A run of records
━━━━━━━━

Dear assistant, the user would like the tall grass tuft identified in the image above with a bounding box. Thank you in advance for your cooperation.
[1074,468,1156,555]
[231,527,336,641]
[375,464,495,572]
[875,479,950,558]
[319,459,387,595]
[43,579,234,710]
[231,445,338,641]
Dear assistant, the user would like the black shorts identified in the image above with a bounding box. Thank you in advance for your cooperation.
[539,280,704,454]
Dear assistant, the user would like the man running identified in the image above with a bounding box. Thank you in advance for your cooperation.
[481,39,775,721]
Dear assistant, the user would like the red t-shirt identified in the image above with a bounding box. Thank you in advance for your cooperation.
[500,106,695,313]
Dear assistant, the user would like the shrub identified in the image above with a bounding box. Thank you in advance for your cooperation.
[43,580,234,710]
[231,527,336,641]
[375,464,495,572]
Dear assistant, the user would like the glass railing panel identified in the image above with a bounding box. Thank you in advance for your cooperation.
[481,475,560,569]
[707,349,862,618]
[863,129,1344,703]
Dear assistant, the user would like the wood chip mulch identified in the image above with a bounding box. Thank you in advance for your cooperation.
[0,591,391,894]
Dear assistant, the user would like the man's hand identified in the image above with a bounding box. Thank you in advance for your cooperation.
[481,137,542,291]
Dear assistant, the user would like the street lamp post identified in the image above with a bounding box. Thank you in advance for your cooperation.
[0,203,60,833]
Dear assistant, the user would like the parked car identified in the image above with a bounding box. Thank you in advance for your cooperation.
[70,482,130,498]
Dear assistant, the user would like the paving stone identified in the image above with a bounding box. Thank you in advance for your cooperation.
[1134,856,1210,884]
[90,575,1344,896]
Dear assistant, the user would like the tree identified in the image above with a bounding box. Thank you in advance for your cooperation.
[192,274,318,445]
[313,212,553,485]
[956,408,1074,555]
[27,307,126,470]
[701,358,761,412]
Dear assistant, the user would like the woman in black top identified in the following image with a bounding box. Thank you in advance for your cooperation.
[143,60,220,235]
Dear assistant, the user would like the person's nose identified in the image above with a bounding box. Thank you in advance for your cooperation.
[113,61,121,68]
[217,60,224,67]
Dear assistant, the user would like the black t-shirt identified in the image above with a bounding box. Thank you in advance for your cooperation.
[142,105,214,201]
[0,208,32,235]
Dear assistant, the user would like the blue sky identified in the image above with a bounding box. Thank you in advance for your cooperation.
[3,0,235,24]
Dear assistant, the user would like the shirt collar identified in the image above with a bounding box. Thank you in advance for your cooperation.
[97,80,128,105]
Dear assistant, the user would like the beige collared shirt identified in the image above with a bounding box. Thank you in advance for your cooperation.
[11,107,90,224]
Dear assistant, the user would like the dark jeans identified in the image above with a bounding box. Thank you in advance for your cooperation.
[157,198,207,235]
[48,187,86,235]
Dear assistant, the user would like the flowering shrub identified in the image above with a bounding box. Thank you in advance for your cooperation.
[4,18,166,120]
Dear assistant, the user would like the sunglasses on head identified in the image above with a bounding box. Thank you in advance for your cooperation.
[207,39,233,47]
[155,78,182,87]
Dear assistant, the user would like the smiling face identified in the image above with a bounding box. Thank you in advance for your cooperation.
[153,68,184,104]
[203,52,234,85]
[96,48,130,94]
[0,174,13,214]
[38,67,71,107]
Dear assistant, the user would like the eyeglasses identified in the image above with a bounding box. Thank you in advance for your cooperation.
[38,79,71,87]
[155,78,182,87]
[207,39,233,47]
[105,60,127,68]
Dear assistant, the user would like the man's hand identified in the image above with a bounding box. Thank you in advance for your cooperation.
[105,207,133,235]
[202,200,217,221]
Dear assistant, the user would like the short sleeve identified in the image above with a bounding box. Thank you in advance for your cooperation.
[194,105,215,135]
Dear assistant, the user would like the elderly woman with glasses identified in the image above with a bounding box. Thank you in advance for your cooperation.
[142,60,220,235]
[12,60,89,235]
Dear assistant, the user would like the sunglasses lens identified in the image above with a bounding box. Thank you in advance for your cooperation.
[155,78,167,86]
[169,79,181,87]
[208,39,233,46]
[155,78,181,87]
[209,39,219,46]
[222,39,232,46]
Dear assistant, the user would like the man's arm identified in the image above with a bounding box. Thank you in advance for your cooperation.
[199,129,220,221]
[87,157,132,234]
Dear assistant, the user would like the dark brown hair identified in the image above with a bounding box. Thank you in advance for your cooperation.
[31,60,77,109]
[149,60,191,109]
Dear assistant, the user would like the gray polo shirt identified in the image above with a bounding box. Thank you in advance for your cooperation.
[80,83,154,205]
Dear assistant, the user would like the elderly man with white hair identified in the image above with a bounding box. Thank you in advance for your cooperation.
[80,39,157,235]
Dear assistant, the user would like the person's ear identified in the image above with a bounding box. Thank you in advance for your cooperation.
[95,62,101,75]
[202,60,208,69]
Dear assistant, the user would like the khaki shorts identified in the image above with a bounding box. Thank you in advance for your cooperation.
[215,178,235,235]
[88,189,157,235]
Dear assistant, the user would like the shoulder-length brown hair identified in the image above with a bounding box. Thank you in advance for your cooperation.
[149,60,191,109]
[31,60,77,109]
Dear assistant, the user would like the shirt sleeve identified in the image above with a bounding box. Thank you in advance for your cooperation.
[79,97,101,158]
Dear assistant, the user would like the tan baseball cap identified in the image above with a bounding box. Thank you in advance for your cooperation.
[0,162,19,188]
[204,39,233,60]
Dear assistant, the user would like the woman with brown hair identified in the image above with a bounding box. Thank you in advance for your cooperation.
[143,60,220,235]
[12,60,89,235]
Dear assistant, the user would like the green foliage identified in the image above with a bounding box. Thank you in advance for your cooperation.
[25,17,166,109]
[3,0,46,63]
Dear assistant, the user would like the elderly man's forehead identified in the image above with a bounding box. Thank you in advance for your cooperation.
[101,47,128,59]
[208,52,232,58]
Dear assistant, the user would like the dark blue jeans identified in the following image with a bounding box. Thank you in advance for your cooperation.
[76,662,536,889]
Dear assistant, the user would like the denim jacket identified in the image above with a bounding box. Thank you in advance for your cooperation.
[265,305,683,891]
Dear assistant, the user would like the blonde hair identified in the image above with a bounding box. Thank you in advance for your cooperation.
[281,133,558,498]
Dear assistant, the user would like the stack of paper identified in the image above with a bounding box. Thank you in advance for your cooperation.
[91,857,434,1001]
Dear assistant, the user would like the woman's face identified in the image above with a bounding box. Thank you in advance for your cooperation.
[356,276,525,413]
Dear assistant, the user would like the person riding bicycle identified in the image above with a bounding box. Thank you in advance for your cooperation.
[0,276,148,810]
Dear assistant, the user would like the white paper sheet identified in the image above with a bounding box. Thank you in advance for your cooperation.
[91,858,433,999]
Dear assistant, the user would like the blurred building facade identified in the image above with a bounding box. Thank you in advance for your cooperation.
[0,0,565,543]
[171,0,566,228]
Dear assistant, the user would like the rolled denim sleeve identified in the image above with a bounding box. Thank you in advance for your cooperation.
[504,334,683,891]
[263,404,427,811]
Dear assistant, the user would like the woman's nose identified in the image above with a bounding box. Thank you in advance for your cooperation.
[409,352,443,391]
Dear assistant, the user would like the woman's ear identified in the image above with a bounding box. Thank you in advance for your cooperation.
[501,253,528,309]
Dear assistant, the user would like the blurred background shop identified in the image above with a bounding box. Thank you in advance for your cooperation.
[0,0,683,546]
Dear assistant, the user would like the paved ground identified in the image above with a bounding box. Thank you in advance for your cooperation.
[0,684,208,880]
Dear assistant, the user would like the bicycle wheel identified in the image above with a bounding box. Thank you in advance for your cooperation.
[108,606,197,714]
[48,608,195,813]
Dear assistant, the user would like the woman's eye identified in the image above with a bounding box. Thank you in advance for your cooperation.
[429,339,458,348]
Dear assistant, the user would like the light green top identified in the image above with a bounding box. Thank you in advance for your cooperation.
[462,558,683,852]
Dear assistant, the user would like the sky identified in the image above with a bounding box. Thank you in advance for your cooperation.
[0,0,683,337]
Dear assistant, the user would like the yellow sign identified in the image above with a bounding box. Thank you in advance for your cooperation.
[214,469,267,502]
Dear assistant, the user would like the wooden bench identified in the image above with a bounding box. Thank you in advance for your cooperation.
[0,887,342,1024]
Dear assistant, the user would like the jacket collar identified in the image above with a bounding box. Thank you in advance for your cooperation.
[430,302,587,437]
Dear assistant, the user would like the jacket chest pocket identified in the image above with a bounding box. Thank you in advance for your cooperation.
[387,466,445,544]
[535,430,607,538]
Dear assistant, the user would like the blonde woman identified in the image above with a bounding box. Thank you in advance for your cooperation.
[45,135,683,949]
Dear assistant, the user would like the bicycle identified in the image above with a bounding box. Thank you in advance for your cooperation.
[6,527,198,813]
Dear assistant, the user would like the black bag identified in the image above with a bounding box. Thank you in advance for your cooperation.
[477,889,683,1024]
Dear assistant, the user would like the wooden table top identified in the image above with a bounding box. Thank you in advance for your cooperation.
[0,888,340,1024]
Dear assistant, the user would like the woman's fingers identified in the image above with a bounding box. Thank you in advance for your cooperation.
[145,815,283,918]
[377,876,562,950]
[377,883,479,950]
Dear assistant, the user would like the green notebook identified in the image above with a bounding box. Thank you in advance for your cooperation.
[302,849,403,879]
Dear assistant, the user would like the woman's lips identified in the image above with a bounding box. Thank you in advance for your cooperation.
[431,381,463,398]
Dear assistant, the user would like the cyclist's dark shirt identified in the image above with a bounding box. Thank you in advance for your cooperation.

━━━━━━━━

### [Work to complete]
Give back, unchanged, every line from the one with "Dear assistant, the user would like the bicycle identified" to the end of the entries above.

### [The solution]
Dear assistant, the user would like the bicycle identified in the image above with a bounding box. Thank you in advance for your cooperation.
[6,527,198,813]
Dear assistant, the user would like the black bag identified in the image above with a bounding box. Thank you in advance for your cooperation.
[477,889,683,1024]
Dear assistant, the user would like the wooden table top identified in the image above with a bounding box. Thank you in advance for your cooperation.
[0,888,340,1024]
Dear assistant, the user would like the woman's fingers identified in the image above with a bounding box. Thank you in advance for your cooperation.
[145,815,283,918]
[377,876,562,950]
[377,883,479,950]
Dear assistant, the user would like the green notebook identified in the image above with a bounding box. Thank you in advance for your cooperation.
[302,849,403,879]
Dear assistant, the user would like the woman's lips identified in the image above with a bounding box. Thank you in advance for your cooperation.
[431,381,463,398]
Dear assistant, the user would like the cyclist's dark shirt identified in the image above with a bounding box. Thank you in advance for your cooperation.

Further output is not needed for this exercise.